**Stored data entries:**
******

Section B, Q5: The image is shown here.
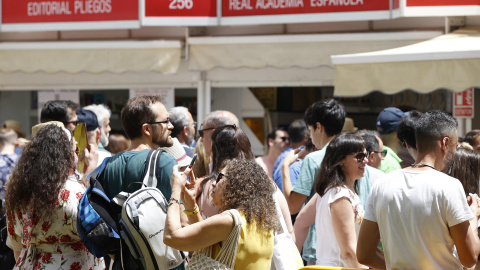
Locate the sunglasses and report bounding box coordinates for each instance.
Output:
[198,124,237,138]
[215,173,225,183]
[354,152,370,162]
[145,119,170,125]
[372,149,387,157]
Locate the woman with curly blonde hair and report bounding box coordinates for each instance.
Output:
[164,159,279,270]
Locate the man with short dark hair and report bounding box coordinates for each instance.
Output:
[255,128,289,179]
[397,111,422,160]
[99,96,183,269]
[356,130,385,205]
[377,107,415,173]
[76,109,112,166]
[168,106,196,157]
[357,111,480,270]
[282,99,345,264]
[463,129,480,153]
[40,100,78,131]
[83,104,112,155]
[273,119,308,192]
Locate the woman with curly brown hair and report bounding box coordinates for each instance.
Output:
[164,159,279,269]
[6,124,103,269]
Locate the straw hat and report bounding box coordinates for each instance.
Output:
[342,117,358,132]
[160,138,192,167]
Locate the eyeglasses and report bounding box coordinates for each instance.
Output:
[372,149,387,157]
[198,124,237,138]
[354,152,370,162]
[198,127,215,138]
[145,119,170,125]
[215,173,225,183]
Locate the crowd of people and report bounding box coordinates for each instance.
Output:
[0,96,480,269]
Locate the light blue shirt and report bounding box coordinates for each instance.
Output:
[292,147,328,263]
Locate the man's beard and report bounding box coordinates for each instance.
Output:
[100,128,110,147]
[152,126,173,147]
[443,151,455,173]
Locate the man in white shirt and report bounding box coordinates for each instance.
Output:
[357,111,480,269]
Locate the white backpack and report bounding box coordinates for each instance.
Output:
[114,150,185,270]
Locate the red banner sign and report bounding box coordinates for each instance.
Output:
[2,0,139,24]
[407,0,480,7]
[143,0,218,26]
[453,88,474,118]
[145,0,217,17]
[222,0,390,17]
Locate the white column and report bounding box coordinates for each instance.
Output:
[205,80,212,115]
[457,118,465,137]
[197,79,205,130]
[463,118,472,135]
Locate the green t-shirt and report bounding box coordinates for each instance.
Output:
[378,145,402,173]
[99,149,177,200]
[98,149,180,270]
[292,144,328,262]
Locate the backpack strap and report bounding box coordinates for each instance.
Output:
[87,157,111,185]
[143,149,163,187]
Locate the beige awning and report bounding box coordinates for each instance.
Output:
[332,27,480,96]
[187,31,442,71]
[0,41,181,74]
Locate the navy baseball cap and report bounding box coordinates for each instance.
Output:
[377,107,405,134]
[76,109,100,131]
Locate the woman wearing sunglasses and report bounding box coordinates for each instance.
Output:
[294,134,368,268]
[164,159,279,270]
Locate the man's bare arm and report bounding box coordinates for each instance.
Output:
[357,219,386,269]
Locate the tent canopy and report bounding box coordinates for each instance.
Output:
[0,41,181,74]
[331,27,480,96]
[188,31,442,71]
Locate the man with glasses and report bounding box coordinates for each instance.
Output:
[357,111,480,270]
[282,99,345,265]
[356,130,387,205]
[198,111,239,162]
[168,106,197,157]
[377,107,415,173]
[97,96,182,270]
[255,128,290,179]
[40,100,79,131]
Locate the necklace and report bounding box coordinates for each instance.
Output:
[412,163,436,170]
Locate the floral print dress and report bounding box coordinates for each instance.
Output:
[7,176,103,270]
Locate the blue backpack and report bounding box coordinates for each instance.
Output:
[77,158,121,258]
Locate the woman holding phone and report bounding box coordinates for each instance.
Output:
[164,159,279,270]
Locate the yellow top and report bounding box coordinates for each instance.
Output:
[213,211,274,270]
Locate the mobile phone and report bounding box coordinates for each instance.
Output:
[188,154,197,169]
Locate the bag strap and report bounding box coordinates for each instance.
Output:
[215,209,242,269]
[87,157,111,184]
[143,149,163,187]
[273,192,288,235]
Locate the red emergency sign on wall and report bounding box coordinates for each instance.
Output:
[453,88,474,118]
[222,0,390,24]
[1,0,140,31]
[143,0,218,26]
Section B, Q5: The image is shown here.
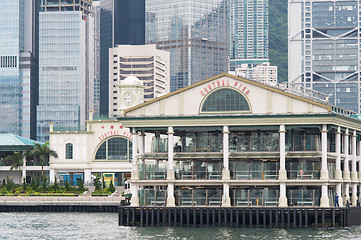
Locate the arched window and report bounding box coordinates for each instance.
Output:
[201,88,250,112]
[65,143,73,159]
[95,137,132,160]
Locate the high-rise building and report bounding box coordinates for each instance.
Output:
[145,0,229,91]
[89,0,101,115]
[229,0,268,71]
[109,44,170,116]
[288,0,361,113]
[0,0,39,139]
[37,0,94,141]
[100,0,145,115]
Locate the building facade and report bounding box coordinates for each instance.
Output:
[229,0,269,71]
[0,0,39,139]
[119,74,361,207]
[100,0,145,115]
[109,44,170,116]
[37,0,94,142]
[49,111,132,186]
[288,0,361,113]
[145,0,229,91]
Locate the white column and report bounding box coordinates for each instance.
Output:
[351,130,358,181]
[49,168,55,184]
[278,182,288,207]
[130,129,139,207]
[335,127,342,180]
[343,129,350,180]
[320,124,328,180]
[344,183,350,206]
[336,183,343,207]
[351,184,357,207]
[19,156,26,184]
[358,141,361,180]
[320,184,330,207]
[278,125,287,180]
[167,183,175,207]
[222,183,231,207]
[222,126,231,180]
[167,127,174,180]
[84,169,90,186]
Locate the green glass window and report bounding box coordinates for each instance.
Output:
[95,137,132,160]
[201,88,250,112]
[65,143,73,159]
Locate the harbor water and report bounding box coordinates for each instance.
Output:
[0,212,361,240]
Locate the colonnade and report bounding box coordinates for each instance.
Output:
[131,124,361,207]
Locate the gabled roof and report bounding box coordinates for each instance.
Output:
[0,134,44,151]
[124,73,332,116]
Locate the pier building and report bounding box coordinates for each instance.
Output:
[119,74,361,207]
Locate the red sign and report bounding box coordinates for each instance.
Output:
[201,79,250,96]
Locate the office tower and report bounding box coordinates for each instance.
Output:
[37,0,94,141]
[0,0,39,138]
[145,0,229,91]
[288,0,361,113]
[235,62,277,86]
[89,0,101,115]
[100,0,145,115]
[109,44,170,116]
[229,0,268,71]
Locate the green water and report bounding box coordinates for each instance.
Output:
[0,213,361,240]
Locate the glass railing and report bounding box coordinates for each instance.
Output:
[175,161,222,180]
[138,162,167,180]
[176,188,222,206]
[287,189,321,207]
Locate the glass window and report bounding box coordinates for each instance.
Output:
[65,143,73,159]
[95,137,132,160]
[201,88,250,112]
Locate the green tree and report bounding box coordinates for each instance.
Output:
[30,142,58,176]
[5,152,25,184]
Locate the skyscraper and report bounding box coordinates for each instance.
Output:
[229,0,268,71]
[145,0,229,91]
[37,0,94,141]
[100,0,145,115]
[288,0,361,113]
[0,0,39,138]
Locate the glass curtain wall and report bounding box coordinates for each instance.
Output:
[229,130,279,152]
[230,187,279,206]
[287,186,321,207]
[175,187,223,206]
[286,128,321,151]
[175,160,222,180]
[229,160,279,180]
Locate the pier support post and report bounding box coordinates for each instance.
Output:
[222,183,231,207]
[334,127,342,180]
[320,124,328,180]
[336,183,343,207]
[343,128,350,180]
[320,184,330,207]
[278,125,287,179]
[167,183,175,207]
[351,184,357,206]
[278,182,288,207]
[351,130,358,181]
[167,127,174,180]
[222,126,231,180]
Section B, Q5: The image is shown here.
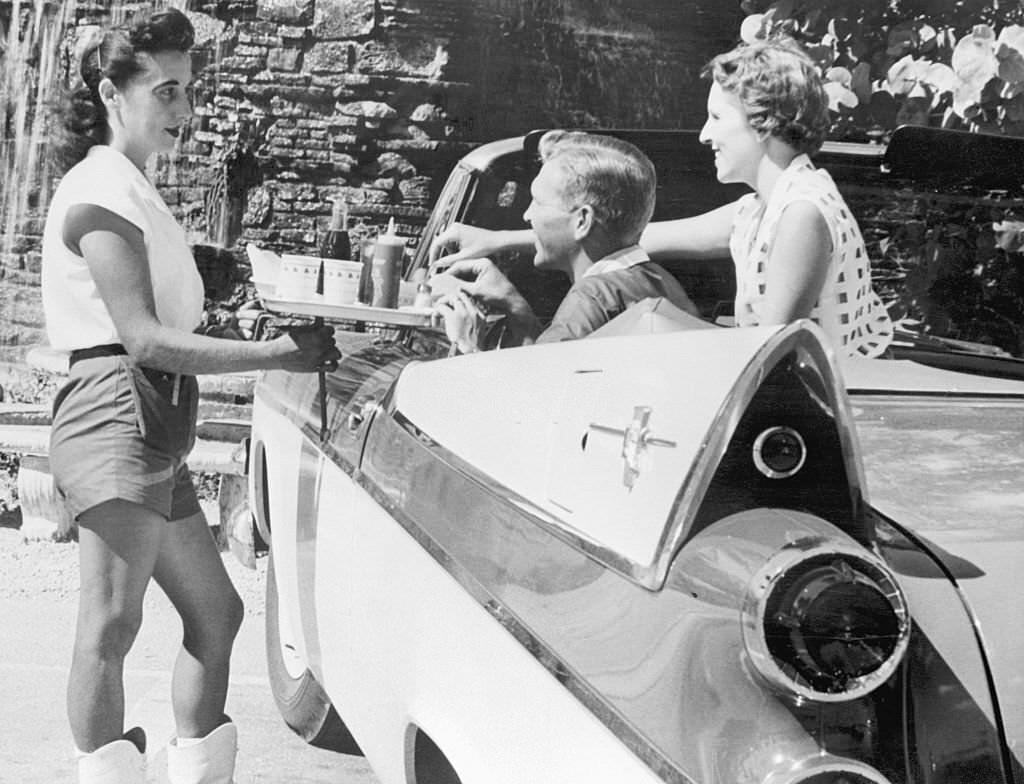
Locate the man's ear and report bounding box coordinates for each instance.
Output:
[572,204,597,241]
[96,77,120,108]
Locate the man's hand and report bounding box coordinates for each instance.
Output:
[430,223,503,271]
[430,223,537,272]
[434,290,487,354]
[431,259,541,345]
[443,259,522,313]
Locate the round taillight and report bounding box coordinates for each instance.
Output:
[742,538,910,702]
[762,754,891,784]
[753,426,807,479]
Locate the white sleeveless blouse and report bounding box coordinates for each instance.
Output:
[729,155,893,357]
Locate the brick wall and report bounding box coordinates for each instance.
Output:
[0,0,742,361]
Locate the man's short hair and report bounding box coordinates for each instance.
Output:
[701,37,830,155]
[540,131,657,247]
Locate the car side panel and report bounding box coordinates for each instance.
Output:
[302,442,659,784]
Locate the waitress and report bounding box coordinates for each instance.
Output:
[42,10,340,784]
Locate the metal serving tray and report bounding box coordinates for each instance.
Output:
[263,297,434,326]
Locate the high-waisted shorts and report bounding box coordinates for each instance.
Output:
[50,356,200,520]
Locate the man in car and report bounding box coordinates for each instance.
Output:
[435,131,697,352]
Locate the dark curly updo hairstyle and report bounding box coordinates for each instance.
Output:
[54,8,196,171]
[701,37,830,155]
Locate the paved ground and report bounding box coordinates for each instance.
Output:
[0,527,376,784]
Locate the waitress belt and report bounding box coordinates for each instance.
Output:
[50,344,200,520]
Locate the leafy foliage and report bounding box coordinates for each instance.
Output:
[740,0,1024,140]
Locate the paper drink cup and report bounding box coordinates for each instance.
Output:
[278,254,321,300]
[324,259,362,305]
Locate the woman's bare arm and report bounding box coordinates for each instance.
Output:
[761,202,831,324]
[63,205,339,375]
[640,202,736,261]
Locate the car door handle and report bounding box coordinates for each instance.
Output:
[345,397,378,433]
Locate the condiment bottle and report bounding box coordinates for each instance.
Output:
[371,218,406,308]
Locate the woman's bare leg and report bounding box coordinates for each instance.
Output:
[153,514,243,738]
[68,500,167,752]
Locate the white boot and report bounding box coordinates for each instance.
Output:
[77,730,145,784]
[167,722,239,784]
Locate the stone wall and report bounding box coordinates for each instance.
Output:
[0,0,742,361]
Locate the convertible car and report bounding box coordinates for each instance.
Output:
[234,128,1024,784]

******

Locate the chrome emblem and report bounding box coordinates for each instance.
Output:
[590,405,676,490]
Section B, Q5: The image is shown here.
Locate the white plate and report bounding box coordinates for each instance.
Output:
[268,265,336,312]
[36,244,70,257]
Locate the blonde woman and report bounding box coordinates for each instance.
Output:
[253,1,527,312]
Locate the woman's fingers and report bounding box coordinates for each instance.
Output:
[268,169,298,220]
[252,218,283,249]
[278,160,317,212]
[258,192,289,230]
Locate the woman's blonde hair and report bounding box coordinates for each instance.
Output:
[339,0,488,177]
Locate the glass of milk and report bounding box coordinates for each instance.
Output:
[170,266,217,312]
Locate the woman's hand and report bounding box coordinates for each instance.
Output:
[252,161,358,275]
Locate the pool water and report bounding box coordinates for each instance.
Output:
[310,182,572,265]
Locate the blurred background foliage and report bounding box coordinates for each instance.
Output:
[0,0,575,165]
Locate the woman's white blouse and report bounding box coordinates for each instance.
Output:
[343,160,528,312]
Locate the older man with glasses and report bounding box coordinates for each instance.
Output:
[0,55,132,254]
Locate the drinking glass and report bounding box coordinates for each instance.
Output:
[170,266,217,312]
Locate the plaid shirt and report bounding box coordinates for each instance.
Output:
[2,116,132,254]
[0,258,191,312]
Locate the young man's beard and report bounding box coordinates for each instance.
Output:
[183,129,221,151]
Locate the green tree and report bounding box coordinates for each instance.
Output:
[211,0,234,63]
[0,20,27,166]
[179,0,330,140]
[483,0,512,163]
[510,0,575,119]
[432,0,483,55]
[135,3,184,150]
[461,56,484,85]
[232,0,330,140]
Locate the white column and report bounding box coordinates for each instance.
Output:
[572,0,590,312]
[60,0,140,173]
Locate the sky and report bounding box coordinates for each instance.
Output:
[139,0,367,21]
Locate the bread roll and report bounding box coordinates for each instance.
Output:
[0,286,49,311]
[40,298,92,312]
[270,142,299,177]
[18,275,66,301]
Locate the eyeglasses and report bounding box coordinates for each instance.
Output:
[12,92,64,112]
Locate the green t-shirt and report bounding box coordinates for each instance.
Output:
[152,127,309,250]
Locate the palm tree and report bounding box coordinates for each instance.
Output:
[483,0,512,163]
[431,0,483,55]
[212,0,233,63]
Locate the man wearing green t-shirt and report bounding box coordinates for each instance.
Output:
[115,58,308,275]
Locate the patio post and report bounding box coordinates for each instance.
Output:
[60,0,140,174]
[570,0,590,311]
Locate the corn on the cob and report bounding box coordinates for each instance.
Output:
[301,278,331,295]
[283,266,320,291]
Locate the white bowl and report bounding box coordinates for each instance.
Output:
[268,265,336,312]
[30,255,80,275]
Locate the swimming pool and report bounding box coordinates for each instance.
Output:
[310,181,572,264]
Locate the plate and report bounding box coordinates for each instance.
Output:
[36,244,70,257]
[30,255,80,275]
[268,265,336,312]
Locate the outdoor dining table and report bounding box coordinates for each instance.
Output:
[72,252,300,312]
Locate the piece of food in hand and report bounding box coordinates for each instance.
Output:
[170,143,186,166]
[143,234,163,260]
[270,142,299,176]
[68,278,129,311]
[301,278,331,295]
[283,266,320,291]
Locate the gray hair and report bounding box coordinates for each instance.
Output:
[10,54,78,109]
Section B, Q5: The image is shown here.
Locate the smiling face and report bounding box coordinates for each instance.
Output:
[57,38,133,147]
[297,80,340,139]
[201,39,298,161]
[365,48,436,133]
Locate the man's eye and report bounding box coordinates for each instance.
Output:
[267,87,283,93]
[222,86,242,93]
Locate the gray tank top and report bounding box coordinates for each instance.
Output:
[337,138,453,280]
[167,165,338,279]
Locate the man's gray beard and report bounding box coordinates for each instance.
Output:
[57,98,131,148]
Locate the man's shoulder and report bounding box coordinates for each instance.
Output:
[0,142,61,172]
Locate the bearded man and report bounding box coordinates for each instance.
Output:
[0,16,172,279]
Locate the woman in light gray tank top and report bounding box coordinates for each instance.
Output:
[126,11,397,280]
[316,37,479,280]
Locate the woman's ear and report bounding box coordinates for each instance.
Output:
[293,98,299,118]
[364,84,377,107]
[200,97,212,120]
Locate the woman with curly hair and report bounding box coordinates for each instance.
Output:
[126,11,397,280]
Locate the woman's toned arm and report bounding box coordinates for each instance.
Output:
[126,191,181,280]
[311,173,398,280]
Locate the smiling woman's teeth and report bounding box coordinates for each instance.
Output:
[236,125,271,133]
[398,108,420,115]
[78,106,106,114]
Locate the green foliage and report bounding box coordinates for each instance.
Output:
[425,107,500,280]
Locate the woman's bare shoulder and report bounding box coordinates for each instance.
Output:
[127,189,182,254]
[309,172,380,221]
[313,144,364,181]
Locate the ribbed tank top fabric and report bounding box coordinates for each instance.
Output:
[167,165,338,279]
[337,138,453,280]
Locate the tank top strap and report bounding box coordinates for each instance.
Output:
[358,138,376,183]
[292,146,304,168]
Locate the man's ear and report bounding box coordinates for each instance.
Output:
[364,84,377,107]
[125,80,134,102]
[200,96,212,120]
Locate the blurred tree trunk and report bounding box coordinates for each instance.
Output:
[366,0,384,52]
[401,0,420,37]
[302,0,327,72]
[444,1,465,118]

******

**Prompt:** Please rewrite the lines of the data above as a JSON list of strings, one string per line, leaving out any blank lines, and cover only the lines from the one containing "Locate the man with short" through the one containing "[292,147,328,263]", inclusive.

**Task output:**
[
  "Locate the man with short dark hair and report bounding box coordinates for each instance.",
  "Output:",
  "[255,128,289,179]",
  "[397,111,422,160]",
  "[99,96,183,269]",
  "[356,130,385,205]",
  "[377,107,415,173]",
  "[76,109,112,166]",
  "[168,106,196,157]",
  "[357,111,480,270]",
  "[282,99,345,264]",
  "[463,129,480,153]",
  "[40,100,78,131]",
  "[83,104,112,155]",
  "[273,119,308,192]",
  "Locate the woman with curly brown hair and report bounding box coordinates for each instance.",
  "Output:",
  "[164,159,279,269]",
  "[6,124,103,269]",
  "Locate the straw hat and report bounding box coordinates for each instance.",
  "Output:",
  "[342,117,358,132]",
  "[160,138,192,167]",
  "Locate the eyeglasses and report bounding box coordinates for each instance.",
  "Output:",
  "[372,149,387,157]",
  "[198,124,237,138]",
  "[354,152,370,162]",
  "[198,127,215,138]",
  "[145,119,170,125]",
  "[215,173,225,183]",
  "Locate the crowd of people and report bounding box coordinates for each instance.",
  "Output:",
  "[0,96,480,269]",
  "Locate the light blue shirt and report bounding box coordinates for each instance.",
  "Output:",
  "[292,147,328,263]"
]